The task: Format the records below as a JSON list of strings with one string per line and no blank lines. Begin at the line containing "else: point(1277, 46)." and stop after the line containing "point(1213, 368)".

[A portion of a data file]
>> BEGIN
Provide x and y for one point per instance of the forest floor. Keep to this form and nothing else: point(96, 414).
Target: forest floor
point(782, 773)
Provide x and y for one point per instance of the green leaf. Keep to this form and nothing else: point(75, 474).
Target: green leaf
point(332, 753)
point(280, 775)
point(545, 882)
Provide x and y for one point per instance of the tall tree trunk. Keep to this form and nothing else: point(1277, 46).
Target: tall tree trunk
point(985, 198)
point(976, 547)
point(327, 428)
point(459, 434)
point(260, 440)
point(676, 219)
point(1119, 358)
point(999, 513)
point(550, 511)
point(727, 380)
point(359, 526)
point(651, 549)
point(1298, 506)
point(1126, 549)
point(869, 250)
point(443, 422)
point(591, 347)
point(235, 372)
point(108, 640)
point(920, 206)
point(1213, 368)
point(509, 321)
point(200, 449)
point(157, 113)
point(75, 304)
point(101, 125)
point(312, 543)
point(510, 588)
>> END
Completed exercise:
[
  "Provide x and y for one point per instance of the tall tree trunk. Keep to this form and nothing else: point(1277, 46).",
  "Target: tall tree trunk",
  "point(985, 198)",
  "point(976, 547)",
  "point(327, 428)",
  "point(459, 434)",
  "point(260, 440)",
  "point(676, 219)",
  "point(1119, 358)",
  "point(999, 513)",
  "point(550, 511)",
  "point(727, 380)",
  "point(359, 526)",
  "point(651, 549)",
  "point(1298, 506)",
  "point(1126, 549)",
  "point(869, 250)",
  "point(443, 422)",
  "point(591, 347)",
  "point(235, 372)",
  "point(108, 640)",
  "point(920, 206)",
  "point(1213, 368)"
]